Exercise description: Please restate verbatim the lines that open the listing below, ending with the line in which "Target: white naval officer cap" occurs.

Task data:
··········

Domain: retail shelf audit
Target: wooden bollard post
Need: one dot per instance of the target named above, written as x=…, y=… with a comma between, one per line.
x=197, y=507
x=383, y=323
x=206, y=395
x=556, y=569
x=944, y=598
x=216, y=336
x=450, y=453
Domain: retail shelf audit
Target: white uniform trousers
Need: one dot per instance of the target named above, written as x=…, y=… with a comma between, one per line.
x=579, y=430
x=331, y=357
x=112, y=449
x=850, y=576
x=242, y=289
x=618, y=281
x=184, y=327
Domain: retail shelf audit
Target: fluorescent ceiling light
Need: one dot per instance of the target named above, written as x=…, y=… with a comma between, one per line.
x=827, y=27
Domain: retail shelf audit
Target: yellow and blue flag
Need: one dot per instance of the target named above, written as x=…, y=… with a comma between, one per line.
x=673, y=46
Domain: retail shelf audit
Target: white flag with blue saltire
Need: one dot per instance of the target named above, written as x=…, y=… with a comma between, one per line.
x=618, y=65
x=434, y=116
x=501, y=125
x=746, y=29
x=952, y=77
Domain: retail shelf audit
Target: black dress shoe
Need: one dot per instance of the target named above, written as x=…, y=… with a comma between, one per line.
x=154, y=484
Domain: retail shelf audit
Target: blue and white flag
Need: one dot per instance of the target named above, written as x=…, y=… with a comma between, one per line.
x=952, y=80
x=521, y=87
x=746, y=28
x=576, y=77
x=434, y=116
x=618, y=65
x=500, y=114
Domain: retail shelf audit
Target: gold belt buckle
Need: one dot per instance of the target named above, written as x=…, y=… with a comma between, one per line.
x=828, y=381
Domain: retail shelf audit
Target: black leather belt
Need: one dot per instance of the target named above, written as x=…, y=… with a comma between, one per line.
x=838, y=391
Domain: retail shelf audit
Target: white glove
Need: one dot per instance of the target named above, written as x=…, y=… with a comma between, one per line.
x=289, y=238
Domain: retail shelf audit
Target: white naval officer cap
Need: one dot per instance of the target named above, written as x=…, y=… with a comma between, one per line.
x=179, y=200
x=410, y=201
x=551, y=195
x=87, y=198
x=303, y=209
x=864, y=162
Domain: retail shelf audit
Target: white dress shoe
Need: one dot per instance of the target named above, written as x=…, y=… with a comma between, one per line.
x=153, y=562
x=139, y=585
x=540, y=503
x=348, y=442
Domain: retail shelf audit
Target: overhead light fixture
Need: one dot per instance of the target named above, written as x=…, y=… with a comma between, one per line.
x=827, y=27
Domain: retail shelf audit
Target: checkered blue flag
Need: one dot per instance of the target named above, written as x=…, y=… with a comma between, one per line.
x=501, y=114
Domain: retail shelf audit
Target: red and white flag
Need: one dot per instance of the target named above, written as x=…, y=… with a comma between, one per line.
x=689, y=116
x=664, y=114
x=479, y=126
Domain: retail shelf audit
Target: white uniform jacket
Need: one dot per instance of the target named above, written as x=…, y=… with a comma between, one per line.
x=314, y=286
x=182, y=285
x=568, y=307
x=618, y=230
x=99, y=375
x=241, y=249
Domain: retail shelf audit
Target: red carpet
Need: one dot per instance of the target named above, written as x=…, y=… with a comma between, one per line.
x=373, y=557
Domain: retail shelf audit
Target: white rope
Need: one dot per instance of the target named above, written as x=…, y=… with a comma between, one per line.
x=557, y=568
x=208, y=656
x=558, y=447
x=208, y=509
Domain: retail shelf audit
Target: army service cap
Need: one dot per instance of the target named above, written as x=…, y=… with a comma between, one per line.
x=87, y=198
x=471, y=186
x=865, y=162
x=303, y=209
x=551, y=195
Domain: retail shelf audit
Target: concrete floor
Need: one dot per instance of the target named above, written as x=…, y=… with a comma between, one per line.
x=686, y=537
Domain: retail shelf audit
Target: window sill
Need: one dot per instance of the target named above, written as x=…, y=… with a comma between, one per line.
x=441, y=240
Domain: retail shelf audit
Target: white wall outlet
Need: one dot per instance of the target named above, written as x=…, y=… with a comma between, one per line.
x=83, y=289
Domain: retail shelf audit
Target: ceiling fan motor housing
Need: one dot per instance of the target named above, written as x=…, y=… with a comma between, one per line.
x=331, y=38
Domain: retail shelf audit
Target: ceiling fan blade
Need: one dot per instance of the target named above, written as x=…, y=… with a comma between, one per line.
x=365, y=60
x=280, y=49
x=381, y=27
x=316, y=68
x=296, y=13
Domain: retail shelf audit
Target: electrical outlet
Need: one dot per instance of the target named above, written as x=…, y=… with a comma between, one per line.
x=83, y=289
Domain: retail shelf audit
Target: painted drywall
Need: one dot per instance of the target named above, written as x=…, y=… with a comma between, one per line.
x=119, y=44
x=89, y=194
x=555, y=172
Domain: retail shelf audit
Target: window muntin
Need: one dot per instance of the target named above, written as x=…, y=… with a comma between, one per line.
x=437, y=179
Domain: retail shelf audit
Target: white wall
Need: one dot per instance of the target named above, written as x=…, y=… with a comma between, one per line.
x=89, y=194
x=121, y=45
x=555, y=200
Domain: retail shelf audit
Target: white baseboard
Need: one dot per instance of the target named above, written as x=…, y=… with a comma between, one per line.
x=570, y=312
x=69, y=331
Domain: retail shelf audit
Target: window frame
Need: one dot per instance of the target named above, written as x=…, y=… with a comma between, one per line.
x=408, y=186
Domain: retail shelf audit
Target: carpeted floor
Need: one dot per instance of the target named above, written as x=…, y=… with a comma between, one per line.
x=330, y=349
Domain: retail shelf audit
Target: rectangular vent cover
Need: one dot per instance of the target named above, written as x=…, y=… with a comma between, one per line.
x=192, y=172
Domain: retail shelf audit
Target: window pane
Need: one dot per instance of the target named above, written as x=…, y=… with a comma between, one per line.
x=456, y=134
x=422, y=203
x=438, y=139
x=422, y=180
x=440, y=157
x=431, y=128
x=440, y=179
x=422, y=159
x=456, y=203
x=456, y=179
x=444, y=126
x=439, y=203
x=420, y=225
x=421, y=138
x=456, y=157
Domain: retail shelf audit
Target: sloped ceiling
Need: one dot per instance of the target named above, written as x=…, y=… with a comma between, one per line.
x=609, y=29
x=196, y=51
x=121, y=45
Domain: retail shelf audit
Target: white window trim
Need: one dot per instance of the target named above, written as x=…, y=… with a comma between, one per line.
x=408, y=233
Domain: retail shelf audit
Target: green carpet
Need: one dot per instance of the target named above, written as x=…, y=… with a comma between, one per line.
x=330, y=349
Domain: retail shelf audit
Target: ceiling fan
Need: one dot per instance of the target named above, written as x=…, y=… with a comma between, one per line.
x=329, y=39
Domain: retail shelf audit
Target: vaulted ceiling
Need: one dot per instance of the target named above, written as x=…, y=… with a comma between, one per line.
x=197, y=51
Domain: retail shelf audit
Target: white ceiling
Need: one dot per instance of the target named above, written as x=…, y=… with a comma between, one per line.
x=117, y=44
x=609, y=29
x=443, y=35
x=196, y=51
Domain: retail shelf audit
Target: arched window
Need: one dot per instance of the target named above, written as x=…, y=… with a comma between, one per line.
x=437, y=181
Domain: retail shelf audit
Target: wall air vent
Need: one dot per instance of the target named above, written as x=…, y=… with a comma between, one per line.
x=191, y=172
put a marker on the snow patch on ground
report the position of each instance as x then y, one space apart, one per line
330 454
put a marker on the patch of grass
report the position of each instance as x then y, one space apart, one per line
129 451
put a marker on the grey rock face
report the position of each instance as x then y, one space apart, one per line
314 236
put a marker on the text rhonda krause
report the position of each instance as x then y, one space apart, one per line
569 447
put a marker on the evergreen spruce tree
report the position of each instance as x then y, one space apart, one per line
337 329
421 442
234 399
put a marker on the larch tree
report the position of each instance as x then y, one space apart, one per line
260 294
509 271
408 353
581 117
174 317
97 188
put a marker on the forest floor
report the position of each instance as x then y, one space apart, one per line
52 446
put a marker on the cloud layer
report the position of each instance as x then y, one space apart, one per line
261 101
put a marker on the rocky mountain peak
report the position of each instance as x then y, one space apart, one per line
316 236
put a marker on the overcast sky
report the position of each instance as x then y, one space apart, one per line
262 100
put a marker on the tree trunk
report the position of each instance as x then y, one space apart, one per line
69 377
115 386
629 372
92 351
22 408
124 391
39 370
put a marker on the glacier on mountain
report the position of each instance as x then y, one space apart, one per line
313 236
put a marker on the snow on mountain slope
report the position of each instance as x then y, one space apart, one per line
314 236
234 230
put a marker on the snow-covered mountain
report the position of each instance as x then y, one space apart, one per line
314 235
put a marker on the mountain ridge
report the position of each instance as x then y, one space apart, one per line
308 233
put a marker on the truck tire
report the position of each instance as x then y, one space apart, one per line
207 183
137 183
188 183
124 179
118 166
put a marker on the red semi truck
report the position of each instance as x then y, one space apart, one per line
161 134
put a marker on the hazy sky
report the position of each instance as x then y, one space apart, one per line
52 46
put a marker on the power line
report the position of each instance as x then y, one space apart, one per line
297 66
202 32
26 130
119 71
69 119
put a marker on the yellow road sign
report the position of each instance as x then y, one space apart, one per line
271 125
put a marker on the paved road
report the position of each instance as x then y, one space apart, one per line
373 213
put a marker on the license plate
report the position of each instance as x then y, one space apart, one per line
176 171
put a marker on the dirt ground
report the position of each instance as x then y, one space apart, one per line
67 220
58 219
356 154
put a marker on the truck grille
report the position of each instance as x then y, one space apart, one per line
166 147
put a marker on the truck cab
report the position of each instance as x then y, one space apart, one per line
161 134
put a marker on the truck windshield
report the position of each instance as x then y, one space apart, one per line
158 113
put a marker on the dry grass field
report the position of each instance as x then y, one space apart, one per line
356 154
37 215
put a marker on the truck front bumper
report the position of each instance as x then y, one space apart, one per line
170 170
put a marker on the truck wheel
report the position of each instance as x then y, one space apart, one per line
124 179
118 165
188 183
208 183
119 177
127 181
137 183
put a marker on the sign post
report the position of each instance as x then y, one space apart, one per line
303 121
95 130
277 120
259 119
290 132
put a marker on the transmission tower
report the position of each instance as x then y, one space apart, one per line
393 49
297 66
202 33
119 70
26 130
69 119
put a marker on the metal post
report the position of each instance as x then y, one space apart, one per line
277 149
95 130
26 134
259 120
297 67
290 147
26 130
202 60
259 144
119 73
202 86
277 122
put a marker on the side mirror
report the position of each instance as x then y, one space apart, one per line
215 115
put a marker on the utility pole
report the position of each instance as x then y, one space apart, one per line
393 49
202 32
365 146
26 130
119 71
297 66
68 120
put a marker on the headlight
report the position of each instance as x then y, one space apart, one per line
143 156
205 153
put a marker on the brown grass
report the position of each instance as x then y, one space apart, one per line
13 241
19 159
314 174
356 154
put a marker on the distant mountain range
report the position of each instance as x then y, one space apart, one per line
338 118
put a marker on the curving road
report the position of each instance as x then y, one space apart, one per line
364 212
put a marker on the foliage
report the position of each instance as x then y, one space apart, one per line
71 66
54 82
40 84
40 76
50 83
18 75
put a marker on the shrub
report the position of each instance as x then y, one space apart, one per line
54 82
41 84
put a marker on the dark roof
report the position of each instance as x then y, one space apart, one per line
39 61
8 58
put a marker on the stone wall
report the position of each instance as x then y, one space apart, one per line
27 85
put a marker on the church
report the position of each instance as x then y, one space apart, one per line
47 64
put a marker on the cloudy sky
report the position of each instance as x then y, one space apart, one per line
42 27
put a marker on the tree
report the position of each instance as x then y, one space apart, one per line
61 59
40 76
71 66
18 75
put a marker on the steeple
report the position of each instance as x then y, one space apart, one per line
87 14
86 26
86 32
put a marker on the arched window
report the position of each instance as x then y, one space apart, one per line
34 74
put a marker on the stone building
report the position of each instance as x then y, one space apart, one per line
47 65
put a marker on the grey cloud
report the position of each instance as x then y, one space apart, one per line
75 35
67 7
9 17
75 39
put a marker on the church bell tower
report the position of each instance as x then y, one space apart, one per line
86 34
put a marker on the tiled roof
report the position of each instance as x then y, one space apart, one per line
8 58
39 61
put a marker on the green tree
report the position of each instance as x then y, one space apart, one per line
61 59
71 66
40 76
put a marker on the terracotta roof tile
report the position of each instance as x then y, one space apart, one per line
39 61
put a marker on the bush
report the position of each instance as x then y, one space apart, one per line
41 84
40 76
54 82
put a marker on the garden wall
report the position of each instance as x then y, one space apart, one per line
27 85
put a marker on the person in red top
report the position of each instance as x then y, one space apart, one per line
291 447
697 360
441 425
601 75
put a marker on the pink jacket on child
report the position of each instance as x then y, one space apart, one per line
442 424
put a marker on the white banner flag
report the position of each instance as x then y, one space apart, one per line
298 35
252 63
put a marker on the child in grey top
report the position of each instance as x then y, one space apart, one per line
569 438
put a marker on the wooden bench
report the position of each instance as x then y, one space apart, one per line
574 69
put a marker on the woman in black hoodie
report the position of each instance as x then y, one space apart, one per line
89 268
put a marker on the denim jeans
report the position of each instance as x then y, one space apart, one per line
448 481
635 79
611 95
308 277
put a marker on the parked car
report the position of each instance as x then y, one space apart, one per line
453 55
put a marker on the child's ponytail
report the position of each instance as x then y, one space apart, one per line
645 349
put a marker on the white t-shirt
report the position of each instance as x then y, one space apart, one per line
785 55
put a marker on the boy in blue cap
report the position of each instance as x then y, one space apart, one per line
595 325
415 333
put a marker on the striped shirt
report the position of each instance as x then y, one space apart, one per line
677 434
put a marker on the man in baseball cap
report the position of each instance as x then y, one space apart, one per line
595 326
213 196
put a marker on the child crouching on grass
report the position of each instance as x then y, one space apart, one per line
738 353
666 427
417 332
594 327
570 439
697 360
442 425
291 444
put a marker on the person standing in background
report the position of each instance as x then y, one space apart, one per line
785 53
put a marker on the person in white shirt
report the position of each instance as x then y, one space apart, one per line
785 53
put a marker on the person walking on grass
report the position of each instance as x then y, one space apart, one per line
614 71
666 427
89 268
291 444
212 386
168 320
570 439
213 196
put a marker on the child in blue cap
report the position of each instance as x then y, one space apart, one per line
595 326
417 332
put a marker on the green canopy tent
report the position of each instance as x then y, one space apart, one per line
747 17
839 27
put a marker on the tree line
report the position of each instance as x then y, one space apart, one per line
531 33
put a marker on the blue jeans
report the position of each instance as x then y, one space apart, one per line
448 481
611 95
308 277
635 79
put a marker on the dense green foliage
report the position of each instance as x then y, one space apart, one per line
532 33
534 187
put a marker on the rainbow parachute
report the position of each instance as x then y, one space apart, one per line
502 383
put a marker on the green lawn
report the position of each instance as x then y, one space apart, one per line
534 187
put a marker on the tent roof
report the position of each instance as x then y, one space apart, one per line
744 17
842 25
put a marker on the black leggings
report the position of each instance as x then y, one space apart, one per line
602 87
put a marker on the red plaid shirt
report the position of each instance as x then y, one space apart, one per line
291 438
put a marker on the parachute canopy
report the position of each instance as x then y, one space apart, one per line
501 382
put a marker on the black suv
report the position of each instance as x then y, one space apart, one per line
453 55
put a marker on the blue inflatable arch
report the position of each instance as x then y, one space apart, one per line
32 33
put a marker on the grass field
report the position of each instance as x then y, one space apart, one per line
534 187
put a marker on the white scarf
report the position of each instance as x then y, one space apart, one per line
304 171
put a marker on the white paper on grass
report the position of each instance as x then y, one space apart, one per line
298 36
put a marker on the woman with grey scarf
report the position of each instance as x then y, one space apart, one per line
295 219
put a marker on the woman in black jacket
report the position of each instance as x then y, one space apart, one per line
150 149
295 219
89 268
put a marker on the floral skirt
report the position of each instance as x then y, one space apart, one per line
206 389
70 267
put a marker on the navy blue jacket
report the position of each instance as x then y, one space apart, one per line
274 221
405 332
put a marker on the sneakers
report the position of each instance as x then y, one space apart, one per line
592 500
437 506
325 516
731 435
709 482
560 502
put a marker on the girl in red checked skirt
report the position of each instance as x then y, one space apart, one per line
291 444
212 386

··········

Output of the exercise:
Domain: retail shelf audit
Target: wooden bollard post
Need: one dot per instance of the target named above, written as x=…, y=… with a comma between, one per line.
x=197, y=507
x=383, y=323
x=206, y=395
x=556, y=569
x=944, y=598
x=216, y=336
x=450, y=453
Domain: retail shelf audit
Target: white uniform trousers
Need: one dot per instance of the target named above, written as x=…, y=… with a comma between, one per line.
x=579, y=430
x=331, y=357
x=112, y=449
x=850, y=576
x=242, y=289
x=618, y=281
x=184, y=327
Domain: retail shelf audit
Target: fluorescent ceiling light
Need: one dot per instance of the target named above, written as x=…, y=… with a comma between, one per line.
x=827, y=27
Domain: retail shelf audit
Target: yellow and blue flag
Need: one dot per instance of the target named above, written as x=…, y=… with a comma between, one per line.
x=673, y=46
Domain: retail shelf audit
Target: white flag with blue saltire
Need: one dot per instance of the target named above, written as x=…, y=… with a comma between, one per line.
x=618, y=65
x=434, y=116
x=501, y=125
x=746, y=29
x=952, y=77
Domain: retail shelf audit
Target: black dress shoe
Need: one dot per instance of the target named above, written as x=…, y=… with a comma between, one per line.
x=154, y=484
Domain: retail shelf audit
Target: blue and white flag
Need: one dot per instance of the target named above, written as x=…, y=… with a comma between, one per line.
x=952, y=80
x=521, y=87
x=746, y=28
x=576, y=77
x=434, y=116
x=618, y=65
x=500, y=114
Domain: retail shelf audit
Target: gold belt buckle
Need: one dot per instance of the target named above, written as x=…, y=… with a comma between, one per line.
x=828, y=381
Domain: retail shelf audit
Target: black leather belt
Need: one dot per instance of the target named above, written as x=…, y=… with a comma between, one per line.
x=838, y=391
Domain: retail shelf audit
Target: white glove
Need: one dot per instance of the target named above, written as x=…, y=… with a comma between, one per line.
x=289, y=238
Domain: retail shelf audit
Target: white naval officer cap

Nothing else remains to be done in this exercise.